> [WHAT YOU ARE ASKED TO DO] Quote the whole listing exactly. Leave the pictures out of your copy.
:: RECORDS PROVIDED ::
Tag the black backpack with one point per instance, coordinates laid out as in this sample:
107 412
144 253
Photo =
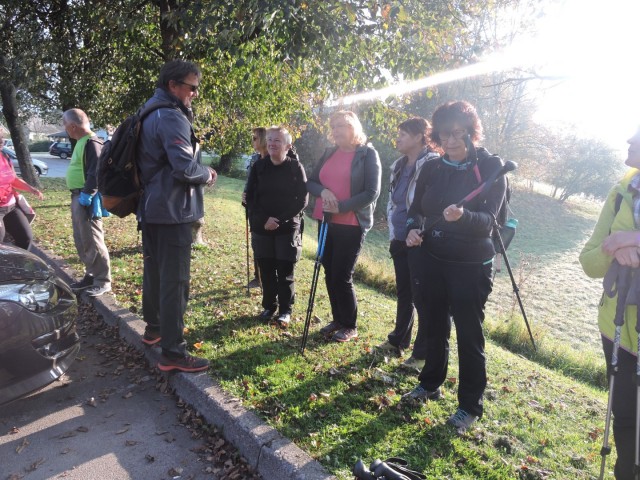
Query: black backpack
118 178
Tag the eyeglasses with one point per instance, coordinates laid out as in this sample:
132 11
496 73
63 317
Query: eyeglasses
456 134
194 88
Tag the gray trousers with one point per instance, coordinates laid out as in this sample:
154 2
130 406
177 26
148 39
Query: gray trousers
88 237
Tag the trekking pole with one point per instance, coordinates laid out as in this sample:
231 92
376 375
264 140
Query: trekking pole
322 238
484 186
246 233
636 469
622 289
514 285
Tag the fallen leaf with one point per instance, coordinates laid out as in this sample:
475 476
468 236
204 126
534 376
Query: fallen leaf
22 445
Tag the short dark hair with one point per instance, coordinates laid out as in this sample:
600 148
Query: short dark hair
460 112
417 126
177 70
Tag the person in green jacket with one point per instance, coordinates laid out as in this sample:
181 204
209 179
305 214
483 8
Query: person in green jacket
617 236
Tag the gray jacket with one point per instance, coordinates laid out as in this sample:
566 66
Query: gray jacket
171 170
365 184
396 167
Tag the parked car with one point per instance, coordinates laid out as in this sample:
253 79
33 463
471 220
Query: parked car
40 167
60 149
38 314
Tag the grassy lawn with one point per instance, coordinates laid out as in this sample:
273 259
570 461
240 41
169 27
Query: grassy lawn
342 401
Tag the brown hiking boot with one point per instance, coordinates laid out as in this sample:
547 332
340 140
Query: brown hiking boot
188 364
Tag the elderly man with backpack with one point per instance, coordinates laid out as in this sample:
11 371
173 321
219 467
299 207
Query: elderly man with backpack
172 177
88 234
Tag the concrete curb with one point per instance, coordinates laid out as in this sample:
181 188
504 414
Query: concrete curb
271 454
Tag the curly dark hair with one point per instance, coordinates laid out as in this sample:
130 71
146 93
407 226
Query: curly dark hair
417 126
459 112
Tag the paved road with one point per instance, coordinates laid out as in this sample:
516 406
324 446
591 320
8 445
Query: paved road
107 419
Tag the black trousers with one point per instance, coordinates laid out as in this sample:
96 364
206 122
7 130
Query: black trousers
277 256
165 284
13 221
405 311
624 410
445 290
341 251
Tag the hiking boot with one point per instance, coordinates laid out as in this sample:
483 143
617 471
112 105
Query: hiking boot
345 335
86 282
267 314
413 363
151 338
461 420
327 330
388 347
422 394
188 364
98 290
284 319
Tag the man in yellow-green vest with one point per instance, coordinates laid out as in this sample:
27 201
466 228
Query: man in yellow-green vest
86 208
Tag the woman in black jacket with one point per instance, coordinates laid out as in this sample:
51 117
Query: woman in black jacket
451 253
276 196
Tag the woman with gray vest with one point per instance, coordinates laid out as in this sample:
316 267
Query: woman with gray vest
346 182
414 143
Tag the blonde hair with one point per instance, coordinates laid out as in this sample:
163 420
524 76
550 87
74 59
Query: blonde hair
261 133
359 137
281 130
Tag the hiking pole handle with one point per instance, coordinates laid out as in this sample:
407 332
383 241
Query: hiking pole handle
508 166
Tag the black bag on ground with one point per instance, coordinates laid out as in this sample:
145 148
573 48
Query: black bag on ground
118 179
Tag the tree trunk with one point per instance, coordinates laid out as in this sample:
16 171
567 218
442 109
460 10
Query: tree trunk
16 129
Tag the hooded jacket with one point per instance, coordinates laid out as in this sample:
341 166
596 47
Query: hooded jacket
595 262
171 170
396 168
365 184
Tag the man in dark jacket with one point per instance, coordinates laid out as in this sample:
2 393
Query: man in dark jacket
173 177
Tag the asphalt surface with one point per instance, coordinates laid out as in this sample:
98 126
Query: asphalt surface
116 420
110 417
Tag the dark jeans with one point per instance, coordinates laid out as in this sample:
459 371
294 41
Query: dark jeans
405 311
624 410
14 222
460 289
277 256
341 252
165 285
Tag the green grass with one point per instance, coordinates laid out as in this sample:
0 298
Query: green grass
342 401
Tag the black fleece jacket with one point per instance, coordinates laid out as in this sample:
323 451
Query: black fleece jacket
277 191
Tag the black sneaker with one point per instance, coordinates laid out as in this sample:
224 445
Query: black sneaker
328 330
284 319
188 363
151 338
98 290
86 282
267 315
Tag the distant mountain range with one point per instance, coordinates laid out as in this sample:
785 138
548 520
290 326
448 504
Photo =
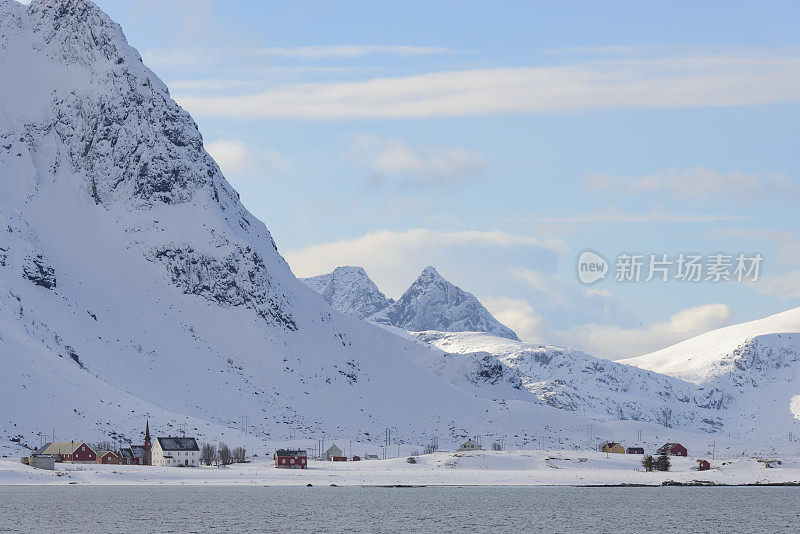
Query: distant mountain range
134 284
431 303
:::
> [SOLUTION TO THIS EXERCISE]
Tag the black backpack with one point per instance, coordinates laid out as in this sample:
107 412
144 253
Photo =
Query: black backpack
118 178
Tag the eyeglasses with one point per instance, coordinates laid out as in this sample:
132 11
496 73
63 317
Query: eyeglasses
456 134
194 88
Tag the gray trousers with one point per instance, coordinates laid out as in this sample:
154 2
130 406
177 26
148 39
Query: gray trousers
88 237
Tag the trekking pole with one point per instance, coordinates laid out as in this sample:
231 92
376 375
264 140
Query: trekking pole
322 238
484 186
246 233
636 469
622 289
514 285
Tag the fallen leaf with one point per instance, coordinates laid out as in this sample:
475 476
468 236
204 126
534 376
Query: fallen leaf
22 445
Tag the short dark hair with one point per instance, coordinates laid out as in this sample:
600 148
Query: short dark hair
460 112
417 126
177 70
Tag the person in green jacket with one point per instance, coordinates laid out as in this sample:
181 204
209 179
305 214
483 8
Query: person in green jacket
617 236
Tag the gray jacket with one point per instance, coordinates laid out as in this sample:
566 66
Query: gray jacket
171 170
365 184
396 167
Tag the parked car with one point per instance, coordinates laid out as in this sample:
253 79
33 463
471 220
Query: parked car
40 167
60 149
38 314
Tag the grassy lawn with one point per instance, coordinates laid out as in this sample:
273 259
570 461
240 41
169 27
Query: grassy lawn
342 401
Tag the brown hiking boot with one point per instance, coordinates laid out as in this sample:
547 332
340 140
Query: brown hiking boot
188 364
Tag the elderly man with backpack with one point per instance, coordinates laid out as in this sample:
11 371
173 321
219 467
299 207
Query: elderly man with backpack
172 177
88 234
Tag the concrete curb with one point per instance, coordinates laid out as in this sample:
181 188
504 414
Query: concrete curb
271 454
Tag the curly dark hair with one point per instance, coordinates laid out as in this sample:
130 71
146 93
407 226
Query: curly dark hair
417 126
459 112
Tag the paved road with one point per instance, coordinates laid out as in this sample:
516 406
324 446
591 320
8 445
Query: paved road
107 419
Tag the black trousers with one point per instance, coordinates laid out as in this sample:
96 364
206 122
7 130
Query: black trousers
277 256
165 284
13 221
405 311
624 410
445 290
341 251
Tag the hiking boot with one point per instance, coordinates laid out as in this sample:
483 143
617 471
112 105
Query: hiking boot
345 335
86 282
267 314
413 363
151 338
461 420
327 330
388 347
422 394
188 364
98 290
284 319
Tag the man in yellow-green vest with one point per instance, coordinates laid out as in this sample:
27 201
466 228
Query: man in yellow-green vest
86 208
Tag the woman in black jacket with one point per instance, coordinates laid out as in this sample:
51 117
Query: woman in black jacket
451 253
276 196
Tag the woman with gray vest with one point per instance, coordinates laid out as in this sample:
316 267
Query: woman with gray vest
346 182
414 143
Tag the blonde hair with one point per instance, coordinates laid out as in this sample:
163 420
524 76
550 87
74 59
Query: blonde hair
261 133
359 137
281 130
Tag the hiking pole handle with one point per instance, coordinates laid out as in this sample:
407 332
383 241
Query: hiking pole handle
508 166
Tag the black bag on ground with one point per instance, coordinates laid out as in this sample:
145 148
573 48
Query: black bag on ground
118 179
Tag the tree trunk with one point per instance, coordinates laid out as in this sample:
16 171
567 218
442 109
460 10
Query: tree trunk
16 129
Tag the hooded jacket with one point per instance, coordinates laid out as in this sample:
341 166
596 47
Query: hooded jacket
595 262
171 170
396 168
365 184
Tag the man in dark jacket with one point per instance, coordinates laid out as in this sample:
2 393
Query: man in dark jacket
173 177
Tag the asphalt surface with one point per instance, coordinates laid out as in this sample:
98 126
Query: asphalt surface
116 420
110 417
Tag the dark jeans with one point per instance, coordinates laid out as in this sample:
459 371
294 41
Query: dark jeans
405 311
624 410
14 222
460 289
277 256
341 252
165 285
Tag the green grass with one point per instance, coordinates laid out as in this sample:
0 298
Query: green grass
342 401
Tag the black fleece jacket with one point per instance, coordinates laid out as in this sample:
323 451
Query: black fleece jacket
277 191
Tag the black sneaker with one point per instance, coordinates laid out as in this sample:
224 445
Query: black sneaker
328 330
284 319
188 363
151 338
98 290
86 282
267 315
Tag the distant mountain range with one point per instance, coordinates laid out as in this sample:
785 138
548 520
290 326
448 504
Photo =
Query: distant mountain range
134 284
431 303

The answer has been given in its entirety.